_Directions_:
1. Please rewrite the part of the React/Redux article starting at "At Stream, we’ve" and ending at "such as Raven.", with "dashboard" replaced by "control panel".
2. Does the React/Redux article agree with each statement? (a) Stream uses React and Redux only for Cabin. (b) A reducer is the only place that alters the application's state. (c) Redux warns you if you try to use a reducer to mutate input. Answer yes or no for each, quoting the deciding words.

_Text segment_:
▶

React/Redux – Best Practices & Gotchas

Nick P.
Nick P.
Published July 12, 2016 Updated March 25, 2021

This is a bonus post in the Cabin tutorial series created by getstream.io. Visit getstream.io/cabin for an overview of all the tutorials, as well as a live demo. The source code can be found on the Stream GitHub repository for Cabin, and all blog posts can be found at their respective links below:

  1. Introduction
  2. React
  3. Redux
  4. Stream
  5. Imgix
  6. Keen
  7. Algolia
  8. Mapbox

At Stream, we’ve chosen to use React and Redux to power both our own dashboard and our example application, Cabin. This decision wasn’t based (solely) on the fact that React is the new hotness in the Javascript world. Stream stands by this combo because the two are simply good at displaying data and managing state, and we're not the only ones who feel this way. React and Redux power scalable, production-level applications used by millions of people every single day.

Goals for this article

By the end of this article you should be able to:

  • Clearly articulate best practices when it comes to React and Redux.
  • Avoid common React/Redux pitfalls.
  • Structure a production level application that can scale.
  • Utilize tools such as Immutable.js, Chrome’s React developer tools, and middleware, such as Raven.
  • Understand the React event system.

This post is not: Please take a moment to read Thinking in React, as the article helps one see the advantages of pairing React and Redux.

  • A tutorial – there will be little code displayed in this post. If you’re interested in something more in depth, take a look at Cabin, a series of tutorials that results in a fully functional application.
  • A deep discussion on MVC frameworks, such as Angular. We could go on for days about which framework you should go with; however, we're not talking about this subject.

With all of that said, let’s get started!

Gotchas

A Case for Using Immutable Data Structures with Your React Application A quick refresh on what immutable data structures are: Mutative API’s yield a new instance instead of changing the old object. This model aligns well with the architecture of React and Redux since data is passed from above rather than being subscribed to. If you have read about the advantages of using immutable data structures inside your React and Redux application, but are not fully convinced you should use them (standard Javascript objects seem to work equally well right?), let me explain why you should always start a new React and Redux project with immutable data structures. As you have learned while reading the Redux documentation, a reducer is the only place that alters the application’s state. It is a pure function that receives the old state and an action as inputs and returns the next state. If you try to use a reducer to mutate input, Redux will warn you that this is not a reducer’s intended function. Mistakingly mutating the old state here is rare and using an immutable object to represent the state not necessary. But what happens if we use mutable objects to contain the state tree and mutate these outside of a reducer? Say we want to enrich some part of the state tree while mapping the state to properties of a certain React component (e.g. inside the “react-redux” connect method).

◀

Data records
▶

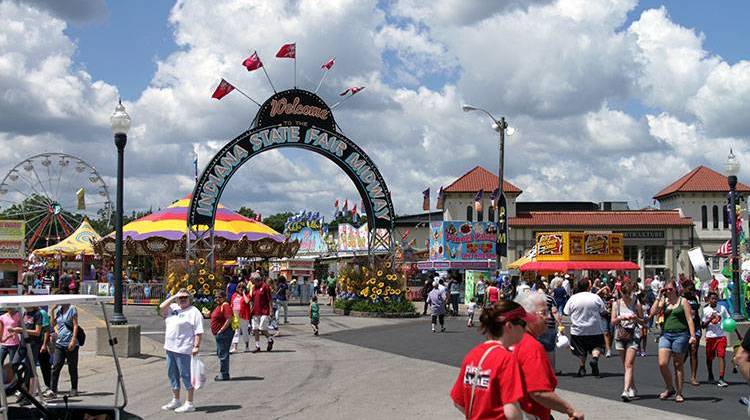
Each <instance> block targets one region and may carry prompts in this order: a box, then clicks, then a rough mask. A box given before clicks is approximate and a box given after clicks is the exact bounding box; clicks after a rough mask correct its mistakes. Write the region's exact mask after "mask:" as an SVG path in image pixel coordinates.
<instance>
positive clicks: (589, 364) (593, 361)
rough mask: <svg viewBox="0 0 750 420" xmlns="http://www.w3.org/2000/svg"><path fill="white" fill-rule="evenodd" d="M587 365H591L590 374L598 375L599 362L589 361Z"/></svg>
mask: <svg viewBox="0 0 750 420" xmlns="http://www.w3.org/2000/svg"><path fill="white" fill-rule="evenodd" d="M589 366H591V375H592V376H596V377H597V378H598V377H599V362H595V361H593V360H592V361H590V362H589Z"/></svg>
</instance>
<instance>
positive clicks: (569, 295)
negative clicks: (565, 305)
mask: <svg viewBox="0 0 750 420" xmlns="http://www.w3.org/2000/svg"><path fill="white" fill-rule="evenodd" d="M563 289H565V293H567V294H568V296H570V274H567V273H566V274H565V277H564V279H563Z"/></svg>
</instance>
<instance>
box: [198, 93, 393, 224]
mask: <svg viewBox="0 0 750 420" xmlns="http://www.w3.org/2000/svg"><path fill="white" fill-rule="evenodd" d="M281 147H295V148H301V149H306V150H309V151H312V152H315V153H318V154H320V155H322V156H324V157H326V158H328V159H329V160H331V161H332V162H334V163H335V164H336V165H338V166H339V167H340V168H341V169H342V170H343V171H344V172H345V173H346V174H347V175H348V176H349V178H350V179H351V180H352V182H354V185H355V186H356V188H357V191H358V192H359V194H360V196H361V197H362V204H363V205H364V210H365V212H366V213H367V221H368V226H370V228H371V229H378V228H384V229H388V230H392V227H393V221H394V217H395V211H394V209H393V203H392V201H391V194H390V192H389V191H388V187H387V186H386V184H385V181H384V179H383V177H382V175H381V174H380V171H379V170H378V168H377V167H376V166H375V164H374V163H373V161H372V160H371V159H370V157H369V156H368V155H367V154H366V153H365V152H364V151H363V150H362V149H361V148H360V147H359V146H358V145H357V144H356V143H354V142H353V141H351V140H350V139H348V138H347V137H346V136H344V135H343V134H341V133H339V132H338V131H337V130H336V123H335V121H334V119H333V114H332V113H331V110H330V108H329V107H328V106H327V105H326V104H325V102H323V100H322V99H320V97H318V96H317V95H315V94H314V93H312V92H308V91H305V90H301V89H289V90H286V91H283V92H278V93H276V94H275V95H273V96H272V97H271V98H269V99H268V100H267V101H266V102H265V103H264V104H263V105H262V106H261V108H260V110H259V111H258V114H257V115H256V117H255V120H254V124H253V127H252V128H251V129H250V130H248V131H246V132H244V133H242V134H240V135H239V136H237V137H236V138H234V139H233V140H231V141H230V142H229V143H227V144H226V145H225V146H224V147H223V148H222V149H221V150H220V151H219V152H218V153H217V154H216V156H214V157H213V159H211V161H210V162H209V163H208V165H207V166H206V168H205V170H204V171H203V173H202V174H201V176H200V178H199V179H198V182H197V183H196V186H195V189H194V190H193V195H192V200H191V201H190V209H189V214H188V225H189V226H213V224H214V219H215V215H216V210H217V207H218V202H219V198H220V197H221V193H222V192H223V191H224V188H225V187H226V185H227V182H228V181H229V179H230V178H231V177H232V175H233V174H234V173H235V172H236V171H237V169H238V168H239V167H240V166H242V165H243V164H244V163H245V162H246V161H248V160H249V159H251V158H252V157H254V156H256V155H258V154H260V153H263V152H266V151H268V150H273V149H276V148H281ZM261 181H262V180H261Z"/></svg>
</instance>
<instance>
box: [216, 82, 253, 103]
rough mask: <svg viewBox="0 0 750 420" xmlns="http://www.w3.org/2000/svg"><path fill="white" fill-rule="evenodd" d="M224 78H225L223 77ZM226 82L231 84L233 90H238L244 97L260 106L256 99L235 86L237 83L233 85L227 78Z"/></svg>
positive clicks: (240, 93)
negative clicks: (223, 77) (229, 81)
mask: <svg viewBox="0 0 750 420" xmlns="http://www.w3.org/2000/svg"><path fill="white" fill-rule="evenodd" d="M224 80H226V79H224ZM227 83H229V84H230V85H232V87H234V90H236V91H237V92H239V93H240V94H242V96H244V97H246V98H247V99H250V100H251V101H252V102H253V103H254V104H255V105H258V106H260V104H259V103H258V101H256V100H255V99H253V98H251V97H249V96H248V95H247V94H246V93H245V92H243V91H241V90H240V88H238V87H237V85H235V84H234V83H230V82H229V81H228V80H227Z"/></svg>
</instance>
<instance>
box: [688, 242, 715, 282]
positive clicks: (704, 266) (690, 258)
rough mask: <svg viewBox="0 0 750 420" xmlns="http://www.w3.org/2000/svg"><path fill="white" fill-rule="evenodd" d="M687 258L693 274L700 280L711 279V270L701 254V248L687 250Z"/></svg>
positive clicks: (702, 250)
mask: <svg viewBox="0 0 750 420" xmlns="http://www.w3.org/2000/svg"><path fill="white" fill-rule="evenodd" d="M688 258H690V264H692V265H693V270H694V272H695V276H696V277H698V278H699V279H701V281H702V282H708V281H711V271H710V270H709V269H708V266H707V265H706V257H704V256H703V250H702V249H701V248H700V247H696V248H691V249H690V250H689V251H688Z"/></svg>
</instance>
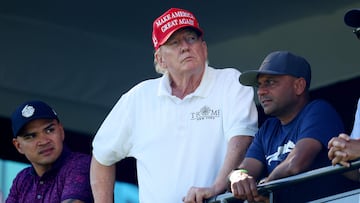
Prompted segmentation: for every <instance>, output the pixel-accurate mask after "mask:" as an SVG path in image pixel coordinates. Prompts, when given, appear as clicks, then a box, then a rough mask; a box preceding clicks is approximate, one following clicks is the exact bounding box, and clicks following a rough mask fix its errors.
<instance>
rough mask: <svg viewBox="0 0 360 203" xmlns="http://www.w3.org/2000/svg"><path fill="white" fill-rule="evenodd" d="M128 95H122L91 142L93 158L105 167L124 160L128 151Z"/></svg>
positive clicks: (129, 139)
mask: <svg viewBox="0 0 360 203" xmlns="http://www.w3.org/2000/svg"><path fill="white" fill-rule="evenodd" d="M129 94H130V93H127V94H124V95H123V96H122V97H121V98H120V100H119V101H118V102H117V103H116V104H115V106H114V107H113V109H112V110H111V111H110V113H109V114H108V115H107V117H106V119H105V120H104V122H103V123H102V124H101V126H100V128H99V130H98V131H97V133H96V135H95V138H94V140H93V153H92V154H93V156H94V157H95V159H96V160H97V161H98V162H99V163H101V164H103V165H106V166H110V165H112V164H114V163H116V162H118V161H119V160H121V159H123V158H125V157H126V156H127V155H128V153H129V151H130V148H131V147H130V146H131V144H130V134H131V126H132V124H131V123H132V120H131V119H133V118H134V116H133V115H131V112H132V111H131V110H129V109H131V108H132V106H133V105H134V102H131V98H130V97H131V96H130V95H129Z"/></svg>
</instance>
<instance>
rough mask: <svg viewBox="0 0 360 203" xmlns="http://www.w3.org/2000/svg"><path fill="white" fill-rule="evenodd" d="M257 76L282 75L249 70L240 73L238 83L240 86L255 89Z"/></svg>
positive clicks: (261, 71) (272, 73)
mask: <svg viewBox="0 0 360 203" xmlns="http://www.w3.org/2000/svg"><path fill="white" fill-rule="evenodd" d="M259 74H267V75H284V73H280V72H276V71H260V70H249V71H245V72H243V73H241V75H240V77H239V81H240V83H241V84H242V85H245V86H253V87H256V86H257V85H258V76H259Z"/></svg>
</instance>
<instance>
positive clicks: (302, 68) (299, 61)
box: [239, 51, 311, 88]
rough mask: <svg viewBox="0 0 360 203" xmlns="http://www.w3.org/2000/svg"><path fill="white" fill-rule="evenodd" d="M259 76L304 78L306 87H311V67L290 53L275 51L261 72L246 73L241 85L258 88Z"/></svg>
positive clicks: (260, 66)
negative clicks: (253, 86)
mask: <svg viewBox="0 0 360 203" xmlns="http://www.w3.org/2000/svg"><path fill="white" fill-rule="evenodd" d="M259 74H269V75H291V76H294V77H296V78H304V79H305V80H306V87H307V88H309V87H310V82H311V67H310V64H309V63H308V62H307V61H306V59H304V58H303V57H301V56H297V55H295V54H293V53H290V52H288V51H275V52H272V53H270V54H269V55H267V56H266V57H265V59H264V61H263V62H262V64H261V66H260V68H259V70H250V71H244V72H243V73H242V74H241V75H240V79H239V80H240V83H241V84H243V85H245V86H257V84H258V81H257V79H258V76H259Z"/></svg>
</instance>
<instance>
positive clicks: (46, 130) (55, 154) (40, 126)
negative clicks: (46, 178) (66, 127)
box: [13, 119, 64, 173]
mask: <svg viewBox="0 0 360 203" xmlns="http://www.w3.org/2000/svg"><path fill="white" fill-rule="evenodd" d="M63 141H64V129H63V127H62V125H61V124H60V123H59V122H58V121H57V120H56V119H36V120H33V121H31V122H29V123H28V124H26V125H25V126H24V128H23V129H22V131H21V132H20V133H19V135H18V136H17V137H16V138H14V139H13V144H14V146H15V148H16V149H17V150H18V151H19V152H20V153H21V154H24V155H25V156H26V158H27V159H28V160H29V161H30V162H31V163H32V165H33V166H34V168H35V170H36V171H37V172H38V173H39V171H41V172H45V171H46V170H48V169H49V168H51V166H52V164H53V163H54V161H56V159H57V158H58V157H59V156H60V154H61V152H62V149H63Z"/></svg>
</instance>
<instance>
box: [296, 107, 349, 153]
mask: <svg viewBox="0 0 360 203" xmlns="http://www.w3.org/2000/svg"><path fill="white" fill-rule="evenodd" d="M301 114H302V115H300V116H301V118H300V119H299V122H300V123H301V125H299V130H300V132H299V137H298V139H297V140H300V139H302V138H313V139H316V140H318V141H319V142H320V143H321V144H322V145H323V147H324V148H326V149H327V144H328V142H329V140H330V139H331V138H332V137H337V136H338V135H339V133H341V132H343V131H344V125H343V123H342V120H341V118H340V116H339V114H338V113H337V112H336V110H335V109H334V108H333V107H332V106H331V105H330V104H329V103H327V102H325V101H323V100H316V101H314V102H312V104H309V105H307V106H306V108H305V109H304V110H303V112H302V113H301Z"/></svg>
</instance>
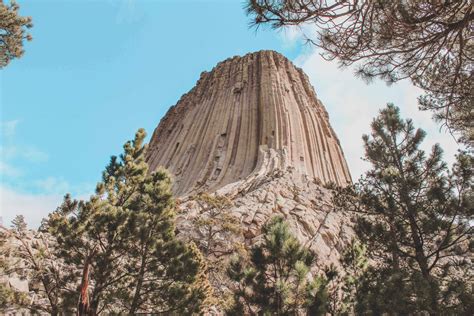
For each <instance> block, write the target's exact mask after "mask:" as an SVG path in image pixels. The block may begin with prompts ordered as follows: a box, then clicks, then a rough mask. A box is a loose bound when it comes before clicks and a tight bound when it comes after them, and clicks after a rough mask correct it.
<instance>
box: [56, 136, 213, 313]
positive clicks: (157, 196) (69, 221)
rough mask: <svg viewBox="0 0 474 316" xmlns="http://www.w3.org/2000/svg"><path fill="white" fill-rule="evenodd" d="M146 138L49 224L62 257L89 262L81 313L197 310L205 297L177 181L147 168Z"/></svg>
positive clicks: (197, 253)
mask: <svg viewBox="0 0 474 316" xmlns="http://www.w3.org/2000/svg"><path fill="white" fill-rule="evenodd" d="M144 138H145V132H144V130H142V129H141V130H139V131H138V132H137V134H136V136H135V139H134V140H133V141H130V142H127V143H126V144H125V145H124V153H123V154H122V155H121V156H120V157H119V158H117V157H115V156H113V157H112V158H111V161H110V164H109V165H108V166H107V167H106V169H105V171H104V173H103V179H102V181H101V182H100V183H99V184H98V185H97V190H96V194H95V195H93V196H92V197H91V198H90V200H89V201H86V202H82V201H80V202H79V201H74V200H71V198H70V197H69V196H66V198H65V200H64V203H63V204H62V205H61V207H60V208H58V210H57V211H56V212H55V213H53V214H52V215H51V216H50V219H49V221H48V223H47V227H48V229H49V231H50V232H51V233H52V234H53V235H54V236H56V238H57V240H58V243H59V244H60V245H62V247H61V248H60V249H59V255H60V256H61V257H62V258H64V259H65V260H66V261H67V262H70V263H72V264H74V265H75V266H77V267H82V271H83V272H82V280H81V285H80V288H79V290H78V293H77V298H78V300H79V303H78V312H79V314H88V315H96V314H98V313H100V312H101V311H109V312H121V311H122V312H127V313H138V312H157V313H191V312H196V311H199V310H200V308H201V305H202V303H203V301H204V299H205V298H206V295H207V293H206V289H207V288H206V286H205V284H202V285H197V284H196V283H197V282H203V283H204V281H205V280H203V278H202V277H201V276H202V274H201V273H200V272H201V270H202V269H203V264H202V259H201V258H200V256H199V253H198V252H197V251H196V250H195V248H193V247H190V246H188V245H185V244H183V243H182V242H180V241H178V240H177V239H176V236H175V233H174V230H175V228H174V218H175V207H174V202H173V198H172V195H171V181H170V179H169V177H168V175H167V174H166V173H165V172H163V171H157V172H153V173H151V174H150V173H149V172H148V166H147V164H146V162H145V154H146V149H147V146H146V145H144V144H143V140H144Z"/></svg>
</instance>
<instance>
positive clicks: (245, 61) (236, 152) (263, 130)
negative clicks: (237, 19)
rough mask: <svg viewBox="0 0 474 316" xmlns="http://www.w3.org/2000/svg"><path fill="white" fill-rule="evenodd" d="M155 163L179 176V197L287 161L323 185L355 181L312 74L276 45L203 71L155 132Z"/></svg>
mask: <svg viewBox="0 0 474 316" xmlns="http://www.w3.org/2000/svg"><path fill="white" fill-rule="evenodd" d="M270 149H272V150H273V151H272V153H270ZM269 155H273V156H272V158H271V161H268V164H267V165H264V164H263V163H262V162H263V161H264V160H268V159H267V158H268V156H269ZM148 163H149V165H150V167H151V169H152V170H154V169H156V168H158V167H160V166H161V167H165V168H166V169H168V170H169V171H170V172H171V173H172V174H173V176H174V181H175V182H174V192H175V194H176V195H177V196H180V197H183V196H186V195H190V194H193V193H197V192H201V191H206V192H214V191H216V190H218V189H219V188H222V187H223V186H225V185H227V184H230V183H234V182H236V181H239V180H243V179H246V178H248V177H252V175H254V174H261V173H271V172H272V171H274V170H284V169H286V168H287V167H292V168H294V169H295V170H297V171H298V172H300V173H301V174H306V175H308V176H309V177H311V178H317V179H319V180H320V181H321V182H322V183H329V182H334V183H336V184H338V185H346V184H348V183H350V182H351V178H350V174H349V171H348V168H347V164H346V161H345V159H344V155H343V153H342V150H341V147H340V146H339V141H338V139H337V137H336V135H335V133H334V131H333V130H332V128H331V126H330V125H329V121H328V114H327V112H326V110H325V109H324V107H323V105H322V104H321V102H320V101H319V100H318V99H317V97H316V94H315V92H314V90H313V88H312V86H311V85H310V83H309V80H308V78H307V76H306V75H305V74H304V73H303V71H302V70H301V69H298V68H296V67H295V66H294V65H293V64H292V63H291V62H290V61H289V60H288V59H286V58H285V57H284V56H282V55H281V54H278V53H276V52H273V51H260V52H257V53H251V54H248V55H245V56H243V57H234V58H230V59H227V60H225V61H224V62H221V63H219V64H218V65H217V66H216V67H215V68H214V69H213V70H212V71H211V72H209V73H207V72H203V73H202V74H201V78H200V79H199V81H198V82H197V85H196V86H195V87H194V88H193V89H192V90H191V91H190V92H189V93H187V94H185V95H183V96H182V98H181V100H180V101H179V102H178V104H176V105H175V106H174V107H172V108H171V109H170V110H169V111H168V113H167V114H166V116H165V117H164V118H163V119H162V120H161V122H160V124H159V126H158V127H157V128H156V130H155V131H154V133H153V136H152V138H151V141H150V150H149V155H148ZM262 168H264V169H262Z"/></svg>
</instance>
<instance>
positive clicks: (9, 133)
mask: <svg viewBox="0 0 474 316" xmlns="http://www.w3.org/2000/svg"><path fill="white" fill-rule="evenodd" d="M19 123H20V120H11V121H3V122H0V130H1V133H2V144H1V145H0V175H1V176H2V178H4V177H11V178H14V177H18V176H21V175H23V172H22V170H21V168H19V167H18V166H17V164H18V162H21V161H26V162H30V163H42V162H46V161H47V160H48V158H49V157H48V155H47V154H46V153H45V152H43V151H42V150H40V149H38V148H36V147H35V146H32V145H20V144H18V142H17V141H16V139H15V135H16V132H17V128H18V125H19Z"/></svg>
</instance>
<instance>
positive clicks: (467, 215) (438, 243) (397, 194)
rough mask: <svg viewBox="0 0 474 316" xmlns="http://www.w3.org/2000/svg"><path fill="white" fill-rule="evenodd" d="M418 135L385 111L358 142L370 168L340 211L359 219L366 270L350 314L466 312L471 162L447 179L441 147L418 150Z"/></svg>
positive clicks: (358, 233) (449, 312)
mask: <svg viewBox="0 0 474 316" xmlns="http://www.w3.org/2000/svg"><path fill="white" fill-rule="evenodd" d="M424 137H425V133H424V131H422V130H421V129H417V130H415V128H414V126H413V123H412V121H411V120H402V119H401V118H400V114H399V109H398V108H397V107H395V106H393V105H391V104H389V105H388V106H387V107H386V108H385V109H383V110H382V111H381V112H380V115H379V116H378V117H377V118H376V119H374V121H373V122H372V132H371V135H370V136H368V135H364V137H363V140H364V144H365V158H366V160H367V161H369V162H370V163H371V164H372V169H370V170H369V171H368V172H366V174H365V176H363V177H362V178H361V179H360V180H359V182H358V183H357V184H356V185H355V186H354V187H349V188H346V189H343V190H341V191H340V193H339V194H338V196H337V197H336V203H337V204H338V206H341V207H344V208H345V209H347V210H350V211H354V212H356V213H357V214H358V218H357V224H356V227H355V229H356V233H357V235H358V237H359V238H360V240H361V241H362V242H363V243H365V244H366V245H367V256H368V259H369V260H370V262H372V264H371V266H370V267H369V269H368V271H367V273H366V275H365V277H363V278H361V279H360V286H359V287H358V293H357V295H356V301H357V303H356V310H357V311H359V312H372V313H402V314H405V313H410V314H411V313H428V314H430V315H435V314H443V313H448V314H452V313H460V314H463V313H467V312H468V311H469V310H471V311H472V307H473V305H472V304H473V299H472V269H471V268H470V267H469V262H470V261H469V256H472V233H473V228H472V224H471V223H472V215H473V194H472V186H473V177H472V175H473V174H472V156H470V155H469V154H467V153H465V152H460V153H459V154H458V156H457V162H456V163H455V165H454V166H453V168H452V170H451V171H449V170H448V168H447V166H446V163H444V162H443V161H442V150H441V148H440V147H439V145H435V146H433V148H432V150H431V153H430V154H429V155H428V156H427V155H426V154H425V152H424V151H423V150H421V149H419V146H420V144H421V142H422V141H423V138H424Z"/></svg>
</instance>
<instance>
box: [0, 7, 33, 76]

◀

_Answers below_:
1.
At Stream, we’ve chosen to use React and Redux to power both our own control panel and our example application, Cabin. This decision wasn’t based (solely) on the fact that React is the new hotness in the Javascript world. Stream stands by this combo because the two are simply good at displaying data and managing state, and we're not the only ones who feel this way. React and Redux power scalable, production-level applications used by millions of people every single day.

Goals for this article

By the end of this article you should be able to:

  • Clearly articulate best practices when it comes to React and Redux.
  • Avoid common React/Redux pitfalls.
  • Structure a production level application that can scale.
  • Utilize tools such as Immutable.js, Chrome’s React developer tools, and middleware, such as Raven.

2.
(a) No: "to power both our own dashboard and our example application, Cabin"
(b) Yes: "a reducer is the only place that alters the application’s state"
(c) Yes: "If you try to use a reducer to mutate input, Redux will warn you that this is not a reducer’s intended function"